* [Exercise prompt]: In this exercise, every entry is to be transcribed exactly as written.

───── Given records ─────

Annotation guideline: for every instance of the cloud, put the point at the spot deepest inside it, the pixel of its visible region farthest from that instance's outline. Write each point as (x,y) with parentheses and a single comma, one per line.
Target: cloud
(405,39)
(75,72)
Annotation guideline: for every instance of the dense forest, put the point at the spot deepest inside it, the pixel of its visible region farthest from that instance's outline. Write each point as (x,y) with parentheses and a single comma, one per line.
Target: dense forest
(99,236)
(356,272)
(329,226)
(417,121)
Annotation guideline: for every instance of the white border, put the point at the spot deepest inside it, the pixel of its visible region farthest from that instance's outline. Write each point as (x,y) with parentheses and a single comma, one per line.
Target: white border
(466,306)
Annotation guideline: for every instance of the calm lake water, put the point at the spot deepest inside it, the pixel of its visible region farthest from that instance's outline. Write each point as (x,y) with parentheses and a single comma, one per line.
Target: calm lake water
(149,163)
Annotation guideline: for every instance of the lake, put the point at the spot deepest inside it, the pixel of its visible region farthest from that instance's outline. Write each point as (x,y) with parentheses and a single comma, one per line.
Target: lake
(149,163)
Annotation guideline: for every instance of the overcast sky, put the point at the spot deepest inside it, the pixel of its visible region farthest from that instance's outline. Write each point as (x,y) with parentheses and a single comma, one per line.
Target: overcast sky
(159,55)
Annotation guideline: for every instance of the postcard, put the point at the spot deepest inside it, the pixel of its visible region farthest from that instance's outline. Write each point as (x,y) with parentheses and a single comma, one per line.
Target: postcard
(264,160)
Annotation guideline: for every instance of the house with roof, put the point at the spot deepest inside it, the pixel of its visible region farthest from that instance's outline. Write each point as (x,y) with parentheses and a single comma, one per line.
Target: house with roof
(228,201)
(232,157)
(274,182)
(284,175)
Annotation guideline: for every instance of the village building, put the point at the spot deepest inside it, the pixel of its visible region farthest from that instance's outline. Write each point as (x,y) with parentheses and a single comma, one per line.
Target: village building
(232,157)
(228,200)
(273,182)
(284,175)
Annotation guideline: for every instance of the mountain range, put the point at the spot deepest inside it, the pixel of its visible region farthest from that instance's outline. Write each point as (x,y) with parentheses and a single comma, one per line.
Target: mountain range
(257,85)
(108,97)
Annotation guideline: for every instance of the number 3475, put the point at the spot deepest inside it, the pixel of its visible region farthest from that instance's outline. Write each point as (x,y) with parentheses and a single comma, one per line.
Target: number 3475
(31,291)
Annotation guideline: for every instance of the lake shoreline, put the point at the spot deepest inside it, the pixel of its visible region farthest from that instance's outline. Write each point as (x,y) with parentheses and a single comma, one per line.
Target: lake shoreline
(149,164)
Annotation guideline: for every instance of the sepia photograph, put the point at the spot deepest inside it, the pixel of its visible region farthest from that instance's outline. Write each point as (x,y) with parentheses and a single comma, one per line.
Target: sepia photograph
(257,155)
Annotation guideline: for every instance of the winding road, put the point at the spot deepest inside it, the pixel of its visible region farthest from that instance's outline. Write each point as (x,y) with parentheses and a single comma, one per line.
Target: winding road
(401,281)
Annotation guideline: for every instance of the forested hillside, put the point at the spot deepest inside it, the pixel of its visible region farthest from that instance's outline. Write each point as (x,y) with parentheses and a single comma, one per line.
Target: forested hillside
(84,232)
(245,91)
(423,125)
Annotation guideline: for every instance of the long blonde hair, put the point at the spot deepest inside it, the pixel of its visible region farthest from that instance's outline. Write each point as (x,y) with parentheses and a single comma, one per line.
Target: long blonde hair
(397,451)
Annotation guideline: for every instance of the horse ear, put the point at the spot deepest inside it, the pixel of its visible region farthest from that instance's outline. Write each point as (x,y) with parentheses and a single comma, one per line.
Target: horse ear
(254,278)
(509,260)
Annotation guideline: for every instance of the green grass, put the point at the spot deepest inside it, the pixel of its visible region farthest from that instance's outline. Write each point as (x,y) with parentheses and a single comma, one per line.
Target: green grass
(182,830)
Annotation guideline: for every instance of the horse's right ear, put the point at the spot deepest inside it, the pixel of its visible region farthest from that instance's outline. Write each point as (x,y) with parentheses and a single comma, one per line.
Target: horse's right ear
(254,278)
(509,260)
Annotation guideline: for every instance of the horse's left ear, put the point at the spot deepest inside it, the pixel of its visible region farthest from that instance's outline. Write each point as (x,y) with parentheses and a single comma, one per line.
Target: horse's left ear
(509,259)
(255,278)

─────

* [Solved problem]:
Annotation guideline: for every instance of the cloud, put the point at the spot deepest inside it, the pixel of its visible region farthest from that instance's outline. Write each point as (x,y) with parentheses and a single comma, one per line.
Target: cloud
(405,39)
(75,72)
Annotation guideline: for every instance of the dense forest, put the point at the spot deepest inside it, the pixel of its visible region farthest from that instance's outline. Write each point as (x,y) with parentheses and a single comma, one per line.
Target: dense forest
(99,236)
(356,272)
(329,226)
(417,121)
Annotation guideline: for every instance of the white border, put the point at the spot deepest inside it, the pixel of its visible region farthest from that instance's outline. Write each point as (x,y) with parentheses and a single comma, one per line.
Target: white border
(466,306)
Annotation guideline: for every instance of the calm lake water, put the point at the spot deepest inside it, the pixel of its visible region farthest from that instance's outline. Write each point as (x,y) with parentheses and a single comma, one per line.
Target: calm lake water
(149,163)
Annotation guideline: for every instance of the lake, put the point at the spot deepest inside it, the pixel of its visible region farthest from that instance's outline. Write each point as (x,y) with parentheses and a single comma, one per line.
Target: lake
(149,163)
Annotation guideline: for every instance of the overcast sky, put the point at the spot deepest inside it, the pixel of its visible region farthest from that instance's outline. Write each point as (x,y) with parentheses and a single comma, one per line.
Target: overcast sky
(159,55)
Annotation guideline: for every instance of the postcard, put the point at the spot deepest inside it, the pixel of its visible region farthest from that instance's outline. Write each point as (x,y) with parentheses and a single comma, one per line.
Target: postcard
(264,160)
Annotation guideline: for every instance of the house with roof, put the point at the spot deepest inside it, the pixel of its visible region farthest from that instance's outline. Write each point as (x,y) with parentheses and a single comma, one per line.
Target: house with roof
(228,201)
(232,157)
(274,182)
(284,175)
Annotation guideline: for every instance of the village building, put the point at the spot deepest inside it, the pixel of its visible region farthest from that instance's outline. Write each point as (x,y) with parentheses and a single comma, one per line.
Target: village building
(232,157)
(228,200)
(273,182)
(284,175)
Annotation guideline: for every instance of the mountain range, put the point at the spot deepest inside it, the pixel of its visible region farthest from that instance's outline. Write each point as (x,y) with parentheses and a single comma, one per line.
Target: mountain range
(257,85)
(108,97)
Annotation guideline: for every instance of the number 3475, put the point at the spot deepest inside it, the pixel of its visible region farthest from that instance's outline. Write each point as (x,y) with parentheses and a single comma, one per line.
Target: number 3475
(31,291)
Annotation guideline: for every instance of the lake shoreline, put the point at the spot deepest inside it, the pixel of its visible region farthest from that instance's outline. Write each point as (x,y) with parentheses and a single comma, one per line.
Target: lake shoreline
(149,164)
Annotation guideline: for every instance of the sepia photograph, put the point at the spot deepest inside it, the pixel of its visible region farthest from that instance's outline. Write each point as (x,y) with parentheses and a single comma, one per line.
Target: sepia photograph
(257,155)
Annotation guideline: for every instance of the winding road, put the point at the spot deepest inside it, the pixel of its visible region farthest from that instance's outline. Write each point as (x,y) with parentheses and a single comma, one per line.
Target: winding road
(401,281)
Annotation guideline: for every instance of the forested hillside, put the point at the spot deepest inside it, the pixel of its visible region farthest from that instance's outline. Write each point as (x,y) with parentheses and a single comma, one per line.
Target: forested hillside
(84,232)
(245,91)
(423,125)
Annotation guideline: for every instance of the long blonde hair, put the point at the spot deepest inside it, the pixel of its visible region farthest from that instance's outline. Write each point as (x,y) with parentheses and a single comma, one per line.
Target: long blonde hair
(397,451)
Annotation guideline: for every instance of the horse ear, put the point at the spot deepest inside it, the pixel of its visible region farthest from that instance's outline. Write each point as (x,y) with parentheses and a single comma, one per line.
Target: horse ear
(254,278)
(509,260)
Annotation guideline: for every instance of the green grass, put the point at the spot deepest inside it, the pixel of its visible region farthest from that instance's outline. Write each point as (x,y) with parentheses and a single comma, one per line.
Target: green grass
(182,830)
Annotation guideline: for every instance of the horse's right ear, put the point at the spot deepest inside it, the pixel of its visible region farthest from that instance's outline. Write each point as (x,y) with parentheses and a single comma, one per line.
Target: horse's right ear
(254,278)
(509,260)
Annotation guideline: for every instance of the horse's left ear, put the point at the spot deepest inside it, the pixel of its visible region farthest from that instance's outline. Write each point as (x,y) with parentheses and a single comma, one per line.
Target: horse's left ear
(509,259)
(255,278)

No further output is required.